QUESTIONS TO ANSWER:
[1] According to the news report about the suspended judge, since what year has Patterson been a judge?
[2] Copy the news report about the suspended judge from "Patterson referred to" to "in written orders.", replacing "profanity" with "foul language".

PASSAGE TO READ:

########################################

A suspended Mobile judge who called Kay Ivey “Gov. MeMaw,” mocked Asians and cursed is returning to the bench after agreeing to several requirements, including judicial ethics and cultural sensitivity training, according to a report.
Mobile County Circuit Judge James Patterson, suspended since the Alabama Judicial Inquiry Commission began investigating complaints against him in June, is returning to the bench on Monday, Mobile County Presiding Circuit Judge Michael Youngpeter told Fox 10 in a report published Thursday.
A judge since 2017, Patterson is a Republican who has referred to his remarks as bad jokes.
Patterson referred to the 78-year-old Ivey as “Gov. MeMaw,” a disparaging term used by some critics, in an order complaining about her decision to make most people remain at home during the early days of the COVID-19 pandemic, the commission alleged, and he regularly used profanity while presiding over court sessions and in written orders.
Investigators said Patterson made an inappropriate remark about everyone in court being able to speak “Engrish” when he saw a potential juror who appeared to be of Asian descent.

########################################

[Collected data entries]
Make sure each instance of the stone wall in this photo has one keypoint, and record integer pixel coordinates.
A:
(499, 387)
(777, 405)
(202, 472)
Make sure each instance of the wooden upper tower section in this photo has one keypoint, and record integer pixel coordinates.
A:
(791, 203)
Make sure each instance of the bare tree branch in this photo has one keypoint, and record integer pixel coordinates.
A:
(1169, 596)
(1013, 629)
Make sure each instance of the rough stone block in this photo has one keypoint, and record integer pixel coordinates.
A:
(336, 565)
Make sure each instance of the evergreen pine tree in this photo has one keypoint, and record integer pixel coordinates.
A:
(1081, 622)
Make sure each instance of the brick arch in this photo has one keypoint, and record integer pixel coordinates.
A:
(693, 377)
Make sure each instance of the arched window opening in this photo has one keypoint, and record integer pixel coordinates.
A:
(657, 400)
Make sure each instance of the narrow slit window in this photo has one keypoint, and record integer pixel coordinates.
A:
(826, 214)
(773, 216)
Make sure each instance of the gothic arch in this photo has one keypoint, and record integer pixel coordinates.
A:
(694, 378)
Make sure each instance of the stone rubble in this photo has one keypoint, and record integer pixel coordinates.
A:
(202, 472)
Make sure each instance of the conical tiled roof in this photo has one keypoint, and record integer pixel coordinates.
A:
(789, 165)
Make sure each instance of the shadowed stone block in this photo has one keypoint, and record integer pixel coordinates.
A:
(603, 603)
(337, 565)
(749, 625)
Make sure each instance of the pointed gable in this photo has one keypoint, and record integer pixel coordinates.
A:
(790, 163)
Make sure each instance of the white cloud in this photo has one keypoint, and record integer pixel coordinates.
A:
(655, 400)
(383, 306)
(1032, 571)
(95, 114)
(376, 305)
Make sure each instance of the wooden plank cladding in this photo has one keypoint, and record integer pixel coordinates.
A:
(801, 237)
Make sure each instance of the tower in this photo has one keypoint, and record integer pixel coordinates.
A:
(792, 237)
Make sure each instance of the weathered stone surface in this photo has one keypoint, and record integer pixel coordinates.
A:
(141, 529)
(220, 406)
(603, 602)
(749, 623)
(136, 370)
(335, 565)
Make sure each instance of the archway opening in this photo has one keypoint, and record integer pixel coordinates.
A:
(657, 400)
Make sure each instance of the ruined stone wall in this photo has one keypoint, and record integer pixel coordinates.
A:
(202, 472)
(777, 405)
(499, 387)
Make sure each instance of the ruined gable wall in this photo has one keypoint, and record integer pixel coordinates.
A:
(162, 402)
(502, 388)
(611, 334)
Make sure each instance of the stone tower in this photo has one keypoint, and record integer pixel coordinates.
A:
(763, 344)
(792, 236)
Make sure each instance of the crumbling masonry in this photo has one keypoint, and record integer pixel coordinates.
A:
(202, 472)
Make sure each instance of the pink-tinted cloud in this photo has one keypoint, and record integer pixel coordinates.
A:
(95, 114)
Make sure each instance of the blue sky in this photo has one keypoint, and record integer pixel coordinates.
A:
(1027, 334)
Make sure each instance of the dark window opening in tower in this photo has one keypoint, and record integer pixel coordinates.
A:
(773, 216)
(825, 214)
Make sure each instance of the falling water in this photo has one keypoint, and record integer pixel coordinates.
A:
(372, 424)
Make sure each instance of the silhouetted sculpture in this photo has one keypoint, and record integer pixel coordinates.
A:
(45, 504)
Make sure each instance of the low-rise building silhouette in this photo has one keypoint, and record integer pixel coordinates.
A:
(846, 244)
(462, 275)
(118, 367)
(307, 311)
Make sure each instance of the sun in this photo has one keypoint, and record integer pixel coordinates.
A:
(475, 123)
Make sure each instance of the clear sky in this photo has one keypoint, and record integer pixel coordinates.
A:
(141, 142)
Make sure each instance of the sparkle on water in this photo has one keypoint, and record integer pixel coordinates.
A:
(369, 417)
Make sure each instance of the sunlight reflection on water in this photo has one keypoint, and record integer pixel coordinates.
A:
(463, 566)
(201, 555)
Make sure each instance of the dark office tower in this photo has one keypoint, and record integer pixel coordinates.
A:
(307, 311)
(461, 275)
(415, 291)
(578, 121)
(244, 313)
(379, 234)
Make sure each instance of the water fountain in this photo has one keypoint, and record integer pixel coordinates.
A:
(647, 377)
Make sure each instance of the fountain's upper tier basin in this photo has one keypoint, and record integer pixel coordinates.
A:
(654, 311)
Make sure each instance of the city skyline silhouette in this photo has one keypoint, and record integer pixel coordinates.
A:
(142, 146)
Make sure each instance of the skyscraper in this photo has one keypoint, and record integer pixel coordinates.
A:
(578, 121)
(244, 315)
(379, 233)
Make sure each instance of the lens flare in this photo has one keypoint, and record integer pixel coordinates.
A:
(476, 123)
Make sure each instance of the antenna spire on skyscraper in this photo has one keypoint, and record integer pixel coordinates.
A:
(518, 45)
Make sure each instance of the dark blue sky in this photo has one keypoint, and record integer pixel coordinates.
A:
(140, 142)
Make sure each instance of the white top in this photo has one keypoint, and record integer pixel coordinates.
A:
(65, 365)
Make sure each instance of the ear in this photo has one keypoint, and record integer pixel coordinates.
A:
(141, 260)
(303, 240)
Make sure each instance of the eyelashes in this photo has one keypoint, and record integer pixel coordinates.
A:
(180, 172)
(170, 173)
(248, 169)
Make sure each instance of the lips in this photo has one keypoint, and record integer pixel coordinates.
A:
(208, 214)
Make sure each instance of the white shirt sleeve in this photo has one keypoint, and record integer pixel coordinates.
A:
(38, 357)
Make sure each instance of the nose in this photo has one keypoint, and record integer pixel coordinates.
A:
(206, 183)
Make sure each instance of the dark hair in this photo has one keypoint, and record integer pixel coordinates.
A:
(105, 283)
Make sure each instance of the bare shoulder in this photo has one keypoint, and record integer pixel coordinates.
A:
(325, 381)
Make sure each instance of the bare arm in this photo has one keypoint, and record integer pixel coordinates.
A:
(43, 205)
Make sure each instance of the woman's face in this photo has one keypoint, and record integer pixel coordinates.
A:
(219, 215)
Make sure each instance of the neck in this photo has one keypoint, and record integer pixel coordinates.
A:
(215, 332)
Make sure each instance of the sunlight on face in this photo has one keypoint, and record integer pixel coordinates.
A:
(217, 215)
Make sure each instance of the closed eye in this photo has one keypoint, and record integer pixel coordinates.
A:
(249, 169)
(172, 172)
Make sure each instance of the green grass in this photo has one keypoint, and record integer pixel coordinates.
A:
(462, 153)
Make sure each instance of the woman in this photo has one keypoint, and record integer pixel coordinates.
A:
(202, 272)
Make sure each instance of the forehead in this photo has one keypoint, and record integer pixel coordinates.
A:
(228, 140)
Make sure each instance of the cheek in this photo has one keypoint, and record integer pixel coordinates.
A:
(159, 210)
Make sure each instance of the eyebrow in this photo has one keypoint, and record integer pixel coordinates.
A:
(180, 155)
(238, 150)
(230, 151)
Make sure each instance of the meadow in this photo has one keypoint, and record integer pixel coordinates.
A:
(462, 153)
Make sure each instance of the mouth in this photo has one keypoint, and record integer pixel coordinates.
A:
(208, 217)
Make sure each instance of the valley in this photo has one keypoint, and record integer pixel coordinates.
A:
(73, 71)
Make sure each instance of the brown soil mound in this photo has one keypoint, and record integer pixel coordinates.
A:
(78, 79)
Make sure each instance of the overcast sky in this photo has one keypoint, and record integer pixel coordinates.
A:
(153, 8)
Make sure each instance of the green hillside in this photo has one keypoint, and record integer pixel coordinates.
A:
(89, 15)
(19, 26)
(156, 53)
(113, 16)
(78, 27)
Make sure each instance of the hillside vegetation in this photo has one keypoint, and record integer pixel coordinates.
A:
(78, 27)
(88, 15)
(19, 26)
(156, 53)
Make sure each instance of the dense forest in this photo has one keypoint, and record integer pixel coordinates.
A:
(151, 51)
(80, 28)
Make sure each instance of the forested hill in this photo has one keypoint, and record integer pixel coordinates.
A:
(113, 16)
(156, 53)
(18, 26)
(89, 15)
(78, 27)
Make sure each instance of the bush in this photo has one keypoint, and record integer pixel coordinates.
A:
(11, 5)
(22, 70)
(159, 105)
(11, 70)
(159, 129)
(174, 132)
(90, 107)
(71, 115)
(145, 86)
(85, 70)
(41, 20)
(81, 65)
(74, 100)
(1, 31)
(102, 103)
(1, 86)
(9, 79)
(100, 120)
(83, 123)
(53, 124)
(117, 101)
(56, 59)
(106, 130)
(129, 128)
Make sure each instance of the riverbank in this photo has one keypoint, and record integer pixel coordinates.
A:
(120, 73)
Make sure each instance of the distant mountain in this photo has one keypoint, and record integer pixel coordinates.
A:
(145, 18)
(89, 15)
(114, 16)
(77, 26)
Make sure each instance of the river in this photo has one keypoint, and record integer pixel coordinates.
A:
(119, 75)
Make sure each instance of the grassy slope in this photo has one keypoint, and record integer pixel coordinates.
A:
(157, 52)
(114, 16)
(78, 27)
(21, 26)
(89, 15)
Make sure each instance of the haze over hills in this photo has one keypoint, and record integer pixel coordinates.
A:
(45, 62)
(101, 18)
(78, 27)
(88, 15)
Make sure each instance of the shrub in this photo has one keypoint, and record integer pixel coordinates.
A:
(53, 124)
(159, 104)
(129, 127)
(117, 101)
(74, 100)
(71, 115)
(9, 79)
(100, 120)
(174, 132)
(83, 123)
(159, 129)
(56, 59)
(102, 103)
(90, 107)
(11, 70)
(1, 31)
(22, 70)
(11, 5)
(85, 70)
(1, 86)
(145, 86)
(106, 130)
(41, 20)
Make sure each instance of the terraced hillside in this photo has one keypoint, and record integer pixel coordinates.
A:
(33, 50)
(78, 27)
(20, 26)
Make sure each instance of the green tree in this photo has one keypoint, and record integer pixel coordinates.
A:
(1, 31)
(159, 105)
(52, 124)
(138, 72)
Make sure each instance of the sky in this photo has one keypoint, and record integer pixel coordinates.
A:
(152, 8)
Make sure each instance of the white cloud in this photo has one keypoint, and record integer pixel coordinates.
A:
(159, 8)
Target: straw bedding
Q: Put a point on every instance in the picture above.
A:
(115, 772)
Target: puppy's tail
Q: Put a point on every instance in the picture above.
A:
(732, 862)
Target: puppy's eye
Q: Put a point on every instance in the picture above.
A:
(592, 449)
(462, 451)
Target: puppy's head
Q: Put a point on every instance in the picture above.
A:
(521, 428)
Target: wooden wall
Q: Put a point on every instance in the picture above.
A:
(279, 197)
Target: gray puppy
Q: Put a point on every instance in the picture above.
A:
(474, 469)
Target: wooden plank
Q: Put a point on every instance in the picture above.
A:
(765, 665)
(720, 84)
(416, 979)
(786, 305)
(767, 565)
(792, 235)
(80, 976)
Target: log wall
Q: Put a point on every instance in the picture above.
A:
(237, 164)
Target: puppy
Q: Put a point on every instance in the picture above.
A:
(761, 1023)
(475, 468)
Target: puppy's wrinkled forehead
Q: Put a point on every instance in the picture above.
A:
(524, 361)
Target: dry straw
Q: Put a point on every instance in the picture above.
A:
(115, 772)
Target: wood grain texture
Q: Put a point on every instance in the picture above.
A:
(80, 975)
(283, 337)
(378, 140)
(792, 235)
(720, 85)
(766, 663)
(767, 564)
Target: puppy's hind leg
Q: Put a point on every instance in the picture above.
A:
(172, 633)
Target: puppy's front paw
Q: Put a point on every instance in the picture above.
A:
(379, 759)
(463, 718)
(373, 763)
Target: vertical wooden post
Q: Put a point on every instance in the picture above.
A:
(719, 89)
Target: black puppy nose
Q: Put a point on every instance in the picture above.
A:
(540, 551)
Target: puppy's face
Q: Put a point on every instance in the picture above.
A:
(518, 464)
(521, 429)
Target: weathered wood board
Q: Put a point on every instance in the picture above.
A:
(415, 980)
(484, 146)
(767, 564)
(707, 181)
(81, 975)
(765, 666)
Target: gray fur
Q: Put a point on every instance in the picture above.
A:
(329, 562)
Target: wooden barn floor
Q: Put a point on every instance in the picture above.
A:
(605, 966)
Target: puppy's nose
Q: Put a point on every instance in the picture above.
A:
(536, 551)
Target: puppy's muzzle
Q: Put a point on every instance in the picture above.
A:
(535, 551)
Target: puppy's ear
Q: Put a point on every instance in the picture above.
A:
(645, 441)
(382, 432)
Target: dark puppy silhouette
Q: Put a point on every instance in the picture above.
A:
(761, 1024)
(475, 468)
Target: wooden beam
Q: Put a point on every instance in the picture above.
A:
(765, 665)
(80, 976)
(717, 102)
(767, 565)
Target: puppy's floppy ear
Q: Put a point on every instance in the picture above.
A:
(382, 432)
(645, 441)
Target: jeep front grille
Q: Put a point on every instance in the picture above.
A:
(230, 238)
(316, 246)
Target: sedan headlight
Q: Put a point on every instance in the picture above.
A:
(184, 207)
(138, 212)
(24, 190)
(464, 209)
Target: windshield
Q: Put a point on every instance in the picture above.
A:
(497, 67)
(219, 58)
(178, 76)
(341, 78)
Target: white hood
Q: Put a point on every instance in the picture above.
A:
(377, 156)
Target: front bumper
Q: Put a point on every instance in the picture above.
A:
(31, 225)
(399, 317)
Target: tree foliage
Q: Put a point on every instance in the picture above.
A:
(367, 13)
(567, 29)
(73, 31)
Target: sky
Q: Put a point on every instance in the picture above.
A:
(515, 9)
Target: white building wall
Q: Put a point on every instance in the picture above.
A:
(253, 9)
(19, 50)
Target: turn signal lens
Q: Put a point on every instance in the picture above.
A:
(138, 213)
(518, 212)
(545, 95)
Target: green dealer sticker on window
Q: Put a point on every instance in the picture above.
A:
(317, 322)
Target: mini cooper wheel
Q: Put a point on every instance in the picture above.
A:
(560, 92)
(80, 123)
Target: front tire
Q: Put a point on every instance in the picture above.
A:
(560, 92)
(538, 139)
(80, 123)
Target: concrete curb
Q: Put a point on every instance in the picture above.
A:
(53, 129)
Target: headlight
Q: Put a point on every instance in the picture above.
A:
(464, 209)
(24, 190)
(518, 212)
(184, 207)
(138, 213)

########################################

RESULTS FOR EACH TASK:
[1] Since 2017.

[2]
Patterson referred to the 78-year-old Ivey as “Gov. MeMaw,” a disparaging term used by some critics, in an order complaining about her decision to make most people remain at home during the early days of the COVID-19 pandemic, the commission alleged, and he regularly used foul language while presiding over court sessions and in written orders.